# What you are asked to do
Drop every image, then reproduce the data exactly as given.

—————

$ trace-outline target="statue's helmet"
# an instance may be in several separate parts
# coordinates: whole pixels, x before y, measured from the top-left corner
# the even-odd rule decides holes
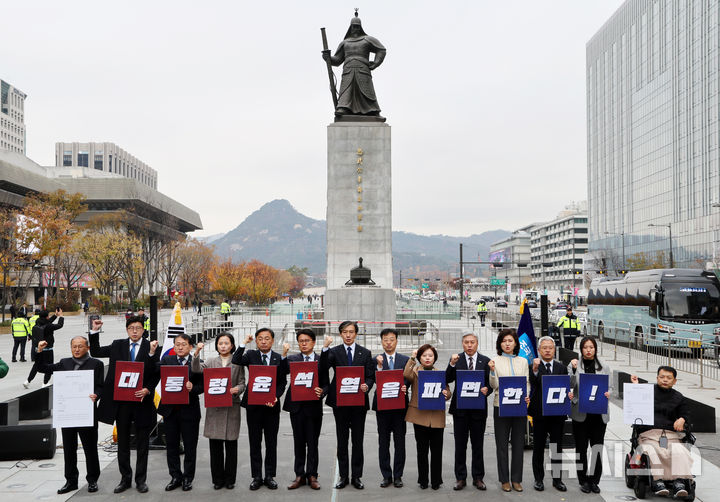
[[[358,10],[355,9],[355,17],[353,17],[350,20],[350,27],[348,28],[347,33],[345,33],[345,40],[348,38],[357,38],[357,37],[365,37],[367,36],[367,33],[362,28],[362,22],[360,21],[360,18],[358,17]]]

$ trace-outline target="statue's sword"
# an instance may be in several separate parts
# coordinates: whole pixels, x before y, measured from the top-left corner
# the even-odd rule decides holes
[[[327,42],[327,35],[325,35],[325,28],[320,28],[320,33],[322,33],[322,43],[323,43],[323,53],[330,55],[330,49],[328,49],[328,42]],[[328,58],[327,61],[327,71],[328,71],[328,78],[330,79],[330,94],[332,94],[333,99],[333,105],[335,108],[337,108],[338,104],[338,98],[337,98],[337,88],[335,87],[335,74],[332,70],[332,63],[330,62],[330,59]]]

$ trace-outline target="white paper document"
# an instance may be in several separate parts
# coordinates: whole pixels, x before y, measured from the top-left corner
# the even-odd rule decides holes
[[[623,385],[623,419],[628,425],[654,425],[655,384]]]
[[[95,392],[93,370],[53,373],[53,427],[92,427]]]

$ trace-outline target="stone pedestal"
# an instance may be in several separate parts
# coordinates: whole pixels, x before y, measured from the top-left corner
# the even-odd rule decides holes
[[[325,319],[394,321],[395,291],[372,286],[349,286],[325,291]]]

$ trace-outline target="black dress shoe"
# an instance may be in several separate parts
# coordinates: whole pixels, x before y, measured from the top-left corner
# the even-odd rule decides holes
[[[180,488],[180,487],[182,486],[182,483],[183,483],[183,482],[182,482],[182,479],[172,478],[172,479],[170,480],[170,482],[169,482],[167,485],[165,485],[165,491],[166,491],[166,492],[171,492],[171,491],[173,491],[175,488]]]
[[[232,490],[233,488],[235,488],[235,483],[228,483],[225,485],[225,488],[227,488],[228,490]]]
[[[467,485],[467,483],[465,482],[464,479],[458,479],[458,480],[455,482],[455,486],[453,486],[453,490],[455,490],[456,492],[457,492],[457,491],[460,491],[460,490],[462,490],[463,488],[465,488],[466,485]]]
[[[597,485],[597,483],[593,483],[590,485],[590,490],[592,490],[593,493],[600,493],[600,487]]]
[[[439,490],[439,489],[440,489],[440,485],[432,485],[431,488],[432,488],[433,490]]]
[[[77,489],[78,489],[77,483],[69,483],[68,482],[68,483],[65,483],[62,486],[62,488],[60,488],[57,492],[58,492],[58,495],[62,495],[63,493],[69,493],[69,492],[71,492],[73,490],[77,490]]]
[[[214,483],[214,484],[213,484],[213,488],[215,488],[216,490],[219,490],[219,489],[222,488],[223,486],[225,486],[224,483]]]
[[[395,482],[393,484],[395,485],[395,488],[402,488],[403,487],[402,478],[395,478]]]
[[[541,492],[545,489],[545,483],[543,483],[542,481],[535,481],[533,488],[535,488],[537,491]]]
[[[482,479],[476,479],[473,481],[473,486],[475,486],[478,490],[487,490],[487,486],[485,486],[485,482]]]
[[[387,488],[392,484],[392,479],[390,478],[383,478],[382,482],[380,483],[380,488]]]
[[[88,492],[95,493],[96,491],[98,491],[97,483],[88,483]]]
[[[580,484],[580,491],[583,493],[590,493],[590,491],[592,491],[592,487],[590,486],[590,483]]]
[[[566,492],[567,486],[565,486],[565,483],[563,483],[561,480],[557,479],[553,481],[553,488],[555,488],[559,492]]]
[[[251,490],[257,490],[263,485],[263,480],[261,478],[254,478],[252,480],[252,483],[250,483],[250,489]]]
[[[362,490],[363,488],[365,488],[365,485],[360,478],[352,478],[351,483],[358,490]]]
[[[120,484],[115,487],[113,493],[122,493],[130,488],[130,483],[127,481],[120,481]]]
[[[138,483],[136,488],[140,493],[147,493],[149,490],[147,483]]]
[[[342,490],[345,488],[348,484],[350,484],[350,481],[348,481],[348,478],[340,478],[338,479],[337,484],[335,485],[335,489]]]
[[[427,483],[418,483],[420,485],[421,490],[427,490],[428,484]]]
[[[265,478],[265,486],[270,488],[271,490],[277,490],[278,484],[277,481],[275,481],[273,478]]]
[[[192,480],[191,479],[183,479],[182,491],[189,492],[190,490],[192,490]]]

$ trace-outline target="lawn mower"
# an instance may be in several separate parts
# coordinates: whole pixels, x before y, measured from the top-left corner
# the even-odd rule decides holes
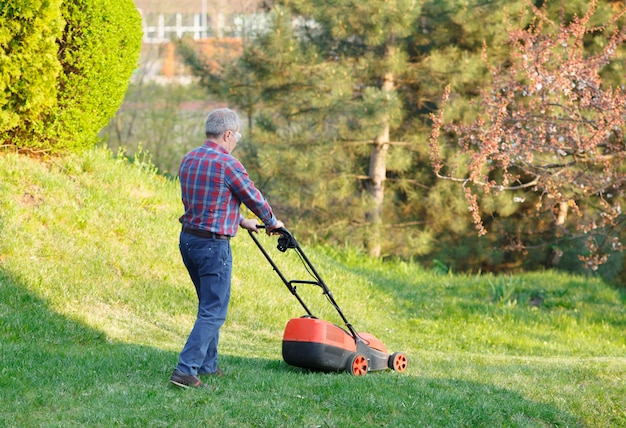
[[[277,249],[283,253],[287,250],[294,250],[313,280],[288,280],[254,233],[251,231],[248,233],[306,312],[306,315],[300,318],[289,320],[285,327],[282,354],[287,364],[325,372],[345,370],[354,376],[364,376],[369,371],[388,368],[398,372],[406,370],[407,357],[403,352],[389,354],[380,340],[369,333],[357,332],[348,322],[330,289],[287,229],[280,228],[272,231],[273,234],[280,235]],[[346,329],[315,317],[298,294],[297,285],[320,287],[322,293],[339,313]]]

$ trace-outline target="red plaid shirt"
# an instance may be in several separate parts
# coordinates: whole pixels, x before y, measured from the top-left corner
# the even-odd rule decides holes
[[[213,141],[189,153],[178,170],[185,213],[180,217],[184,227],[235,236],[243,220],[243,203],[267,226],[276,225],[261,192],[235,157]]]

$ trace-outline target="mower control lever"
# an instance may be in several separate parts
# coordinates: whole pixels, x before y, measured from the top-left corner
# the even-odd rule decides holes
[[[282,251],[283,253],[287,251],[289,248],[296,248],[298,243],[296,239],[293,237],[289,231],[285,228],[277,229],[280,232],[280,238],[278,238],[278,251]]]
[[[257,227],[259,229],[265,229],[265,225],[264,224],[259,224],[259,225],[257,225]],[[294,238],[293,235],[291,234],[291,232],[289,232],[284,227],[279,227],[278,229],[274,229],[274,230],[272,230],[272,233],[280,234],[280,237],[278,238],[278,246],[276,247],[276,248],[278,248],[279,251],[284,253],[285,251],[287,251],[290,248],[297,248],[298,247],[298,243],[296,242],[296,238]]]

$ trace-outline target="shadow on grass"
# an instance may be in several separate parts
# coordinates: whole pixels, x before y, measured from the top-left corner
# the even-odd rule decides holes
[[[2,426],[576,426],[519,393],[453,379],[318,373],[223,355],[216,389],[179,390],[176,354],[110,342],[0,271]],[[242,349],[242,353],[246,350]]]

—————

# Output for this task
$ trace-outline target="statue's helmet"
# an instance may be in several separate parts
# coordinates: whole pixels, x before y, measured from the top-left corner
# the even-odd rule decides holes
[[[358,10],[355,9],[355,17],[353,17],[350,20],[350,27],[348,28],[347,33],[345,33],[345,40],[348,38],[357,38],[357,37],[365,37],[367,36],[367,33],[362,28],[362,22],[360,21],[360,18],[358,17]]]

$ trace-outline target="statue's sword"
# an instance may be in several separate parts
# coordinates: whole pixels, x before y, measured from the top-left corner
# the even-odd rule decides holes
[[[327,42],[327,35],[325,35],[325,28],[320,28],[320,33],[322,33],[322,43],[323,43],[323,53],[330,55],[330,49],[328,49],[328,42]],[[328,58],[327,61],[327,71],[328,71],[328,78],[330,79],[330,94],[332,94],[333,99],[333,105],[335,108],[337,108],[338,104],[338,98],[337,98],[337,88],[335,87],[335,74],[332,70],[332,63],[330,62],[330,59]]]

$ trace-outline target="white paper document"
# an instance may be in several separate parts
# coordinates: whole pixels, x before y, measured from the top-left corner
# the even-odd rule decides holes
[[[623,385],[623,419],[628,425],[654,425],[655,384]]]
[[[95,392],[93,370],[53,373],[53,427],[92,427]]]

$ trace-outline target="stone pedestal"
# an instance may be in several separate parts
# coordinates: whole pixels, x before y, measured from the top-left corner
# the even-odd rule decides holes
[[[325,319],[394,321],[395,291],[372,286],[349,286],[325,291]]]

$ trace-outline target="black dress shoe"
# an instance may be in several separate parts
# coordinates: whole pixels, x before y, measured from the top-left corner
# the even-odd rule decides holes
[[[180,488],[180,487],[182,486],[182,483],[183,483],[183,482],[182,482],[182,479],[172,478],[172,479],[170,480],[170,482],[169,482],[167,485],[165,485],[165,491],[166,491],[166,492],[171,492],[171,491],[173,491],[175,488]]]
[[[232,490],[233,488],[235,488],[235,483],[228,483],[225,485],[225,488],[227,488],[228,490]]]
[[[467,485],[467,483],[465,482],[464,479],[458,479],[458,480],[455,482],[455,486],[453,486],[453,490],[455,490],[456,492],[457,492],[457,491],[460,491],[460,490],[462,490],[463,488],[465,488],[466,485]]]
[[[597,485],[597,483],[593,483],[590,485],[590,490],[592,490],[593,493],[600,493],[600,487]]]
[[[439,490],[439,489],[440,489],[440,485],[432,485],[431,488],[432,488],[433,490]]]
[[[77,489],[78,489],[77,483],[69,483],[68,482],[68,483],[65,483],[62,486],[62,488],[60,488],[57,492],[58,492],[58,495],[62,495],[63,493],[69,493],[69,492],[71,492],[73,490],[77,490]]]
[[[214,483],[214,484],[213,484],[213,488],[215,488],[216,490],[219,490],[219,489],[222,488],[223,486],[225,486],[224,483]]]
[[[395,482],[393,484],[395,485],[395,488],[402,488],[403,487],[402,478],[395,478]]]
[[[541,492],[545,489],[545,483],[543,483],[542,481],[535,481],[533,488],[535,488],[537,491]]]
[[[482,479],[476,479],[473,481],[473,486],[475,486],[478,490],[487,490],[487,486],[485,486],[485,482]]]
[[[387,488],[392,484],[392,479],[390,478],[383,478],[382,482],[380,483],[380,488]]]
[[[88,492],[95,493],[96,491],[98,491],[97,483],[88,483]]]
[[[580,484],[580,491],[583,493],[590,493],[590,491],[592,491],[592,487],[590,486],[590,483]]]
[[[566,492],[567,486],[565,486],[565,483],[563,483],[561,480],[557,479],[553,481],[553,488],[555,488],[559,492]]]
[[[251,490],[257,490],[263,485],[263,480],[261,478],[254,478],[252,480],[252,483],[250,483],[250,489]]]
[[[362,490],[363,488],[365,488],[365,485],[360,478],[352,478],[351,483],[358,490]]]
[[[120,484],[115,487],[113,493],[122,493],[130,488],[130,483],[127,481],[120,481]]]
[[[138,483],[136,488],[140,493],[147,493],[149,490],[147,483]]]
[[[342,490],[345,488],[348,484],[350,484],[350,481],[348,481],[348,478],[340,478],[338,479],[337,484],[335,485],[335,489]]]
[[[427,483],[418,483],[420,485],[421,490],[427,490],[428,484]]]
[[[265,478],[265,486],[270,488],[271,490],[277,490],[278,484],[277,481],[275,481],[273,478]]]
[[[192,480],[191,479],[183,479],[182,491],[189,492],[190,490],[192,490]]]

$ trace-outline target="lawn mower"
# an instance may be in several separate parts
# coordinates: whole pixels, x before y, measured from the top-left corner
# the even-odd rule decides holes
[[[277,249],[283,253],[287,250],[294,250],[313,280],[288,280],[254,233],[251,231],[248,233],[306,312],[306,315],[300,318],[289,320],[285,327],[282,354],[287,364],[325,372],[345,370],[354,376],[364,376],[369,371],[388,368],[398,372],[406,370],[407,357],[403,352],[389,354],[380,340],[369,333],[357,332],[348,322],[330,289],[287,229],[280,228],[272,231],[273,234],[280,235]],[[346,329],[315,317],[298,294],[297,285],[320,287],[322,293],[339,313]]]

$ trace-outline target="red plaid shirt"
# an instance may be in several separate parts
# coordinates: whole pixels, x before y, measured from the top-left corner
# the even-odd rule decides holes
[[[213,141],[189,153],[178,170],[185,213],[180,217],[184,227],[235,236],[243,220],[243,203],[267,226],[276,225],[261,192],[235,157]]]

$ trace-outline target="mower control lever"
# an instance may be in several separate parts
# coordinates: whole pixels, x before y, measured from the top-left corner
# the even-odd rule decides holes
[[[282,251],[283,253],[287,251],[289,248],[296,248],[298,243],[296,239],[293,237],[289,231],[285,228],[277,229],[280,232],[280,238],[278,238],[278,251]]]
[[[257,227],[259,229],[265,229],[265,225],[264,224],[259,224],[259,225],[257,225]],[[294,238],[293,235],[291,234],[291,232],[289,232],[284,227],[279,227],[278,229],[274,229],[274,230],[272,230],[272,233],[280,234],[280,237],[278,238],[278,246],[276,247],[276,248],[278,248],[279,251],[284,253],[285,251],[287,251],[290,248],[297,248],[298,247],[298,243],[296,242],[296,238]]]

$ trace-outline target="shadow on grass"
# an instance may be in several separate parts
# coordinates: whole pixels, x before y, measured from the top-left corner
# the even-odd rule decides holes
[[[2,426],[576,426],[519,393],[453,379],[318,373],[223,355],[216,389],[179,390],[176,354],[110,342],[0,271]],[[242,349],[242,353],[246,350]]]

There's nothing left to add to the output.